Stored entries
BEGIN

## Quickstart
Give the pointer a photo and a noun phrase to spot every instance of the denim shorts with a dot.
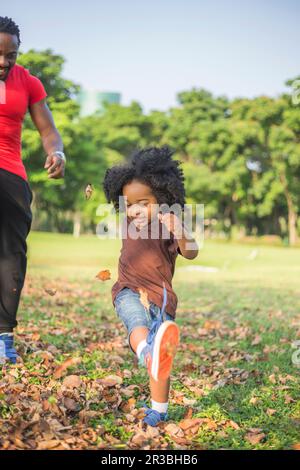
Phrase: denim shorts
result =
(132, 312)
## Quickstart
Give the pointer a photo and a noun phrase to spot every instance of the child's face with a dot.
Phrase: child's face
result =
(139, 203)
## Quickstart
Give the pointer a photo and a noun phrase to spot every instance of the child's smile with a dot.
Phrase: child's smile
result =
(140, 203)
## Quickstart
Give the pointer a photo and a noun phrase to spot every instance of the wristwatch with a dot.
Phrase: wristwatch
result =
(59, 154)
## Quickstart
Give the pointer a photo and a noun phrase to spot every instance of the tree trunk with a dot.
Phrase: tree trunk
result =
(76, 224)
(292, 213)
(292, 221)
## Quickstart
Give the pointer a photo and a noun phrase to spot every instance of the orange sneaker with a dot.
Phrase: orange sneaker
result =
(159, 354)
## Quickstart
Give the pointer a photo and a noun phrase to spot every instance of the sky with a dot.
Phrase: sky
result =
(152, 50)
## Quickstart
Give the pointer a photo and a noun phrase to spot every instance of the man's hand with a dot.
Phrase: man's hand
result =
(43, 120)
(55, 166)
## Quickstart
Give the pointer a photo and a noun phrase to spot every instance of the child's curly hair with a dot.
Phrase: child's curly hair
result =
(153, 166)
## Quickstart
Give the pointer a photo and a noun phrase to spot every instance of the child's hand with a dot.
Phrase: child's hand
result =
(172, 222)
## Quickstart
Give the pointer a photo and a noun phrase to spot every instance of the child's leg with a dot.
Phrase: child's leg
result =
(138, 335)
(160, 390)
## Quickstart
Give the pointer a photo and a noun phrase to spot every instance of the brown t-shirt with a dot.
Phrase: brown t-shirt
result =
(147, 263)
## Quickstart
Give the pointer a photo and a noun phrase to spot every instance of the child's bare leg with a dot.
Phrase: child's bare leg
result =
(160, 390)
(137, 335)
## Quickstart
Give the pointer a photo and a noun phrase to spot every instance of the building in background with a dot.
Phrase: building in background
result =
(92, 101)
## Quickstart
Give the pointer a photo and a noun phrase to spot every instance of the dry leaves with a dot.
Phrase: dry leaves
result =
(104, 275)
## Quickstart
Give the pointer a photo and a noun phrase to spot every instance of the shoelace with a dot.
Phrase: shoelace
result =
(10, 352)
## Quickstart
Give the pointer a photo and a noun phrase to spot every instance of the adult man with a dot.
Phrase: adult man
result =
(19, 92)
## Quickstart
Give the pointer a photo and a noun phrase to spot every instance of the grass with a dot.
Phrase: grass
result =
(237, 328)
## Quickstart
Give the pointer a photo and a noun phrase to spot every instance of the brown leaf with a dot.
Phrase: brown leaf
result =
(254, 438)
(72, 381)
(104, 275)
(46, 445)
(173, 430)
(212, 324)
(70, 404)
(111, 381)
(51, 292)
(144, 298)
(59, 371)
(190, 423)
(88, 191)
(256, 341)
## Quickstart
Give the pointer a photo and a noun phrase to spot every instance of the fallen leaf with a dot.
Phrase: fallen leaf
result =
(59, 372)
(255, 438)
(88, 191)
(72, 381)
(144, 299)
(104, 275)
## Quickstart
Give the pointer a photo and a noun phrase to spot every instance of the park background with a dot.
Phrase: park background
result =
(219, 83)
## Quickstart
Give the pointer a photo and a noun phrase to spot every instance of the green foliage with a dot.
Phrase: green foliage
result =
(241, 157)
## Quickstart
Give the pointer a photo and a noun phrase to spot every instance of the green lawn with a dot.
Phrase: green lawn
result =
(234, 384)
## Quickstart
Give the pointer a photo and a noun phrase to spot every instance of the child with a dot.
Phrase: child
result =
(143, 296)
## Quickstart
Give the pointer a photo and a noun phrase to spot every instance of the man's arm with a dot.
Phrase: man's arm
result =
(43, 121)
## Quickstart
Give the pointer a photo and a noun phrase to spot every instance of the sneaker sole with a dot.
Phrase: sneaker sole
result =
(165, 346)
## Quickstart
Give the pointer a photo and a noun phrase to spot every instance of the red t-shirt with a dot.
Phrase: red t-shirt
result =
(21, 90)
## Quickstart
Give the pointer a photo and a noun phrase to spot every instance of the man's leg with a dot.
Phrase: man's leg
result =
(15, 223)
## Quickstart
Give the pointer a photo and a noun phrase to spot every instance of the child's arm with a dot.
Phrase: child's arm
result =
(183, 237)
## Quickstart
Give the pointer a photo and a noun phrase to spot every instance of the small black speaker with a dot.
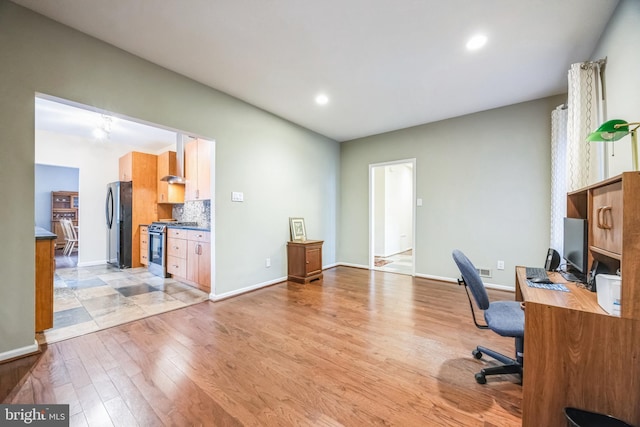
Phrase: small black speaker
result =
(553, 260)
(596, 268)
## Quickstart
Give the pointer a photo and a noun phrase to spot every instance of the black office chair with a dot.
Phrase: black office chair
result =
(505, 318)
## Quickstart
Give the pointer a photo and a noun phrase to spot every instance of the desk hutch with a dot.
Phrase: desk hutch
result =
(575, 353)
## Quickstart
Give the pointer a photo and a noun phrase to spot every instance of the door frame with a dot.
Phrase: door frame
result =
(372, 166)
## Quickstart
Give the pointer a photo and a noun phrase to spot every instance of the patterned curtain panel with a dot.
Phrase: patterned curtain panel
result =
(584, 115)
(559, 118)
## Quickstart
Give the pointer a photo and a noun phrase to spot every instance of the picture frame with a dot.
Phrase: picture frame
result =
(298, 230)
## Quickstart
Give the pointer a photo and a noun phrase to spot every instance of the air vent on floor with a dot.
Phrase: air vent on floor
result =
(484, 272)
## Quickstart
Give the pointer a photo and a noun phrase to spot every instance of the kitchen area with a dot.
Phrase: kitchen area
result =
(157, 219)
(159, 214)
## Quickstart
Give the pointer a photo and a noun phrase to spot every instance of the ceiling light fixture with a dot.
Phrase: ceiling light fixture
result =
(476, 42)
(322, 99)
(103, 129)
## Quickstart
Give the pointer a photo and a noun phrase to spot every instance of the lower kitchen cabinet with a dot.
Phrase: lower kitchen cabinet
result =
(199, 259)
(189, 256)
(177, 252)
(45, 267)
(304, 260)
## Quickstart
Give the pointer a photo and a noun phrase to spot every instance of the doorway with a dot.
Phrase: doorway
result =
(392, 216)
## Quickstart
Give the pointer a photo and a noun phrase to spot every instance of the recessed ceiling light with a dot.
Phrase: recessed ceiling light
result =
(476, 42)
(322, 99)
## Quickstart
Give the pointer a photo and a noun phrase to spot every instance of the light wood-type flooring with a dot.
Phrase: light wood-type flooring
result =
(359, 348)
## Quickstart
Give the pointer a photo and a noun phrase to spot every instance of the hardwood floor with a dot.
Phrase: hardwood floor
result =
(359, 348)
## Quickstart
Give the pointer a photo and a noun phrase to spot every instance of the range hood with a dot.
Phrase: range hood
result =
(179, 177)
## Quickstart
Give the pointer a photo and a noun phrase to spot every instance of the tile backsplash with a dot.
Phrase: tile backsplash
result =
(197, 211)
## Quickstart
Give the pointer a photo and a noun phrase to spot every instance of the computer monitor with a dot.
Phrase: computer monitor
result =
(575, 244)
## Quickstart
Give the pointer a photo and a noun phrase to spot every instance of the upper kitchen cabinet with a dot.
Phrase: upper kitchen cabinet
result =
(169, 193)
(197, 155)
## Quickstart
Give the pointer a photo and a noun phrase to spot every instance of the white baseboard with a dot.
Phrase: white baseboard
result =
(347, 264)
(219, 297)
(92, 263)
(449, 279)
(19, 352)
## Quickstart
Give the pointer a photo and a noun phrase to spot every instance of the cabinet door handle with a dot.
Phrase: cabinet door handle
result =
(601, 219)
(605, 224)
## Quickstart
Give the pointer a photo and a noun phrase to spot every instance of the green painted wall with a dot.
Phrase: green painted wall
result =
(284, 170)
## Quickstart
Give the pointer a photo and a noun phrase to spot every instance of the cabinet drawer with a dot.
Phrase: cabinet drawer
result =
(199, 236)
(177, 266)
(177, 248)
(176, 233)
(144, 256)
(606, 218)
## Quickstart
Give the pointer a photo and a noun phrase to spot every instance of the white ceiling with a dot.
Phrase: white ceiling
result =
(384, 64)
(61, 117)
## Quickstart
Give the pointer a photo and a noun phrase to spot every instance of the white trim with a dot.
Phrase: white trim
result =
(92, 263)
(212, 224)
(237, 292)
(19, 352)
(371, 255)
(348, 264)
(449, 279)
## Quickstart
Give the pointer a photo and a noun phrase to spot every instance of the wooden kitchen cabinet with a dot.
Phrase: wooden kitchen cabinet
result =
(144, 245)
(189, 256)
(177, 252)
(197, 158)
(141, 169)
(169, 193)
(45, 267)
(199, 259)
(304, 260)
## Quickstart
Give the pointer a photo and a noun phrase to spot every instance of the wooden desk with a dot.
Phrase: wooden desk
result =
(575, 354)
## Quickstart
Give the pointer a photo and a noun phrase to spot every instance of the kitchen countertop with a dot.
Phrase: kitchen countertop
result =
(189, 227)
(42, 234)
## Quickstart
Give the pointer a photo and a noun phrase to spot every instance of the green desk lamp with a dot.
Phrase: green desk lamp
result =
(614, 130)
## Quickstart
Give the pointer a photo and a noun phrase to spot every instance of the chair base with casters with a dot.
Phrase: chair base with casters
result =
(510, 365)
(506, 318)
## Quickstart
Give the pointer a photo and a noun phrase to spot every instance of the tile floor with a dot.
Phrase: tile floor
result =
(88, 299)
(400, 263)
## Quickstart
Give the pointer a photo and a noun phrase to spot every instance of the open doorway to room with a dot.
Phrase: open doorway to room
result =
(56, 200)
(392, 216)
(90, 294)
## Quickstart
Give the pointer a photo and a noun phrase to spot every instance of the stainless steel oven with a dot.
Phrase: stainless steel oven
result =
(158, 245)
(157, 249)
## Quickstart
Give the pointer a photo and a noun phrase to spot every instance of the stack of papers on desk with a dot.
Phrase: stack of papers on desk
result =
(550, 286)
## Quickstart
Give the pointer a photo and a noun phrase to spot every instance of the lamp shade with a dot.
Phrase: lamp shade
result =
(612, 130)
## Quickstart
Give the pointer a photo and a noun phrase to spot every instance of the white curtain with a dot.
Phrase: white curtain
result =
(559, 118)
(584, 116)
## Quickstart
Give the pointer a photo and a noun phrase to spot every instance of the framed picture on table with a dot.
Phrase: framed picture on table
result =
(298, 231)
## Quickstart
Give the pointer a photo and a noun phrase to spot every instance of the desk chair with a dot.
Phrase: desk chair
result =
(505, 318)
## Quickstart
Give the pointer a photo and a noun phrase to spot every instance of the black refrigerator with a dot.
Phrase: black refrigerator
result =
(118, 218)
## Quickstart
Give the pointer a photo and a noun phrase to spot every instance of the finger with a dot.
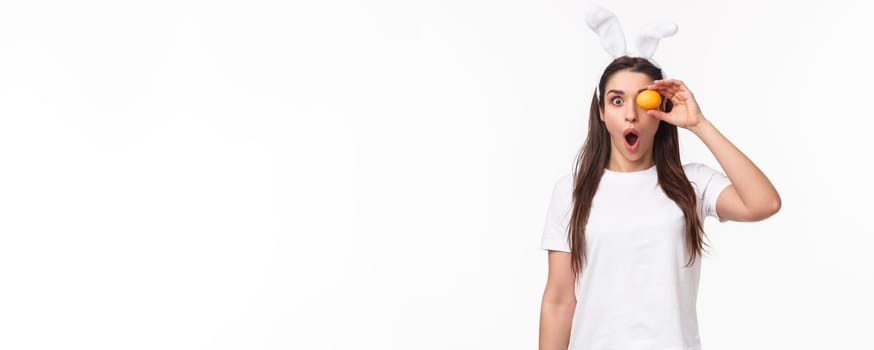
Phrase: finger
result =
(658, 114)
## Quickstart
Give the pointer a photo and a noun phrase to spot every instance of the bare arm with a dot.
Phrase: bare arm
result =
(751, 196)
(559, 302)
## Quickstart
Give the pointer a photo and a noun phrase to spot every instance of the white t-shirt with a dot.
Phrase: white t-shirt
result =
(634, 293)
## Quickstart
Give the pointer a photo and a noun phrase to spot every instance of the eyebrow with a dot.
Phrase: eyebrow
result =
(620, 92)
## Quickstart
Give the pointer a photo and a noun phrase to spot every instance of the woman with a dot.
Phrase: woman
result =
(624, 230)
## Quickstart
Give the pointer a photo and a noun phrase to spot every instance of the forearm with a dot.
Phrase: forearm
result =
(555, 325)
(752, 186)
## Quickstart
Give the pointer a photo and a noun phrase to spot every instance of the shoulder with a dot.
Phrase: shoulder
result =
(565, 181)
(563, 186)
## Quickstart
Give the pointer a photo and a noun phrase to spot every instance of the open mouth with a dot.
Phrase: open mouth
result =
(631, 137)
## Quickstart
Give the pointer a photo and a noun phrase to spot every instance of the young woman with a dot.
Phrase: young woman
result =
(624, 230)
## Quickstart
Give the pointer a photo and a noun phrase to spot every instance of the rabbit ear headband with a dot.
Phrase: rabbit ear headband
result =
(605, 23)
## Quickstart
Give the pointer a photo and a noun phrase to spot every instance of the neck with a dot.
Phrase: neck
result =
(619, 163)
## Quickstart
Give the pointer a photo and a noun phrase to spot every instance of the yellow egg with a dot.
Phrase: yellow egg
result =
(649, 99)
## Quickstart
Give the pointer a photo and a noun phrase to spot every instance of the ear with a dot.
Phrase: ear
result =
(605, 23)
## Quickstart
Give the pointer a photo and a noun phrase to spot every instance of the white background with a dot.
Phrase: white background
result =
(375, 174)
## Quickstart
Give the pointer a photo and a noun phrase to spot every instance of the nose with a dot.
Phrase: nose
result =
(631, 113)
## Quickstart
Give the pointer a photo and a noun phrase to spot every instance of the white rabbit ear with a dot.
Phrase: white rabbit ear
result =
(605, 23)
(649, 36)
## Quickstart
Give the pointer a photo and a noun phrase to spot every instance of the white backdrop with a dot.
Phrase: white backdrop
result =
(375, 174)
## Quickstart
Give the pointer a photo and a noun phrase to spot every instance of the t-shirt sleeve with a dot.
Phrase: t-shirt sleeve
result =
(558, 217)
(708, 184)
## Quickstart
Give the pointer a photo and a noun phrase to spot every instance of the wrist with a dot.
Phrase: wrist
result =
(701, 126)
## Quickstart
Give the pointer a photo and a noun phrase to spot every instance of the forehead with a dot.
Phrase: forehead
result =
(628, 81)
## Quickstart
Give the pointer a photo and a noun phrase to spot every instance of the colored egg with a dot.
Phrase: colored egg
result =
(649, 99)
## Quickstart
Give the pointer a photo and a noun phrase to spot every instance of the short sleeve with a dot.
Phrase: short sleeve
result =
(558, 216)
(708, 184)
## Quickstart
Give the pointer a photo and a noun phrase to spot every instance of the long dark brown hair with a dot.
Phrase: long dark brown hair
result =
(593, 158)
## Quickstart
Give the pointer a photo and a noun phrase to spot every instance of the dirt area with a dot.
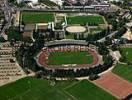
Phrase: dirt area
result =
(115, 85)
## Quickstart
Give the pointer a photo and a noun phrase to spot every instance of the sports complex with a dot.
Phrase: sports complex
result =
(68, 55)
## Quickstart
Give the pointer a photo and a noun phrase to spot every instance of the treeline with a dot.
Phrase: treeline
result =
(79, 72)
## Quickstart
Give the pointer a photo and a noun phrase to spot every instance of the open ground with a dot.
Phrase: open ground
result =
(40, 89)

END

- Directions for this task
Only the lines from the first line of the data above through the line with "Phrase: wristwatch" should appear in the answer, retyped exactly, with every picture left out.

- Response area
## Quickstart
Give the pointer a photo and a noun phrase to spot every instance of the denim shorts with a dot.
Phrase: denim shorts
result =
(132, 312)
## Quickstart
Give the pointer a photo and a noun phrase to spot every instance of the child's face with a dot.
Phrase: child's face
result =
(139, 203)
## Quickstart
Give the pointer a photo and a noun phrase to spot every instance of the child's smile with a dot.
Phrase: child's smile
result =
(140, 203)
## Quickstart
Give the pointer a photo and a noun phrase to spot every instance of the wristwatch with a dot.
Phrase: wristwatch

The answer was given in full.